- **SUPPLIED MATERIAL**:
------------------------------------------------------------------------

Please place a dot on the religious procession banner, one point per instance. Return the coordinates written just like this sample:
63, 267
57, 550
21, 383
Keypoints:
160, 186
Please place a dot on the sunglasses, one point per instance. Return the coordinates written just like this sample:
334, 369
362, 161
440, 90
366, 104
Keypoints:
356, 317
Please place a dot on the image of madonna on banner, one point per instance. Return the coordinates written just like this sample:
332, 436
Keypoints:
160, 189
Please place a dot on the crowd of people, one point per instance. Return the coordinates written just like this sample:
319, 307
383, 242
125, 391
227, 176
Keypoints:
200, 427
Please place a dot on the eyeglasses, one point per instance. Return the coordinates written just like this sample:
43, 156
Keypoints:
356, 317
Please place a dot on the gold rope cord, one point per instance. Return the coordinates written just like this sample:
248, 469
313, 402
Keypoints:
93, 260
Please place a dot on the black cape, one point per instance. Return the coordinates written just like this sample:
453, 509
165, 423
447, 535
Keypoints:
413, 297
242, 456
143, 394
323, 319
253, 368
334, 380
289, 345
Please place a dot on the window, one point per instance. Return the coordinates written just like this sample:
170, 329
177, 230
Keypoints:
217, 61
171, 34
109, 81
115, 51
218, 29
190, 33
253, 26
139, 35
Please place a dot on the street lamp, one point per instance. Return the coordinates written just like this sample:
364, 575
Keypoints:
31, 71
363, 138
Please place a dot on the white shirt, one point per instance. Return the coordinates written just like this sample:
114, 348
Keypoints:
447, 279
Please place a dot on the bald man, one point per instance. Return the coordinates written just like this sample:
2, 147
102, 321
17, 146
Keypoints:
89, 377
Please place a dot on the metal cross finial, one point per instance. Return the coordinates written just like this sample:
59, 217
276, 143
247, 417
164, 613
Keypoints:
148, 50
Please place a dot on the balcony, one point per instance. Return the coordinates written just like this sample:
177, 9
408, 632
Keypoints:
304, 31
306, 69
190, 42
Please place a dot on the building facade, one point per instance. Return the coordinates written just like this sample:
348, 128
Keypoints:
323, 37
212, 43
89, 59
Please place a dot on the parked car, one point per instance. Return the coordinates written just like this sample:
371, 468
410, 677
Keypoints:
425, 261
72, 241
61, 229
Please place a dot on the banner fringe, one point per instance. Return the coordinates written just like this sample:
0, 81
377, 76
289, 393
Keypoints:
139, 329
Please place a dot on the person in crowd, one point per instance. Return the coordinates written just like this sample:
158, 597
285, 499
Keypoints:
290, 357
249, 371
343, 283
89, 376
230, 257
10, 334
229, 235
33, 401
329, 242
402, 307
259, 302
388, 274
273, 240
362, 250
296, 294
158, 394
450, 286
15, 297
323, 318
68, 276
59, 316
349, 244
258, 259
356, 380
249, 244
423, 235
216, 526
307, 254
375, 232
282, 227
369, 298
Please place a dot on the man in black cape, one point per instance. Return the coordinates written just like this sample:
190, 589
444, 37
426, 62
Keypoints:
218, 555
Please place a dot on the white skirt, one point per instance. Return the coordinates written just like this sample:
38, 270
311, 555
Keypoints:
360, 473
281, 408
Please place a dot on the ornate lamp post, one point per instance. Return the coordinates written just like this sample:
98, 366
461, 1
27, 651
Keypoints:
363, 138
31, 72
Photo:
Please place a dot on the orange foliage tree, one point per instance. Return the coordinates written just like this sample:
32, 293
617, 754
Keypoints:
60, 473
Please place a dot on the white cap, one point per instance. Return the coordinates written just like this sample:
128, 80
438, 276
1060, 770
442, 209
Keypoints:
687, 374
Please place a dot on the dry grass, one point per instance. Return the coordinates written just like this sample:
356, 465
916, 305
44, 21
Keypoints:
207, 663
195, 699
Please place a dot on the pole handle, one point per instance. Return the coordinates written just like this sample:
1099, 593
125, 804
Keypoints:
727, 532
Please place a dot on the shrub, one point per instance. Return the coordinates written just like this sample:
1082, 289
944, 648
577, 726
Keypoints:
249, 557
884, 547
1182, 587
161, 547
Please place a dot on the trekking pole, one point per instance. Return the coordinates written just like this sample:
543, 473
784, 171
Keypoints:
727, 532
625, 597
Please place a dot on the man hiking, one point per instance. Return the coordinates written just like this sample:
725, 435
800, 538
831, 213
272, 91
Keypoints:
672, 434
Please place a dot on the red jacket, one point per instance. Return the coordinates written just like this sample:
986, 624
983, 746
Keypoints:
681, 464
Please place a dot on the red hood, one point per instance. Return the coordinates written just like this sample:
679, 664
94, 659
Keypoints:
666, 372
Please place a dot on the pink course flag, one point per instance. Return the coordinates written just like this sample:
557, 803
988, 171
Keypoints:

------------------------------------------------------------------------

- **INSTRUCTIONS TO FOLLOW**: Only a number is wanted: how many lines of the data above contain "cape"?

- **WRITTEN RESPONSE**: 2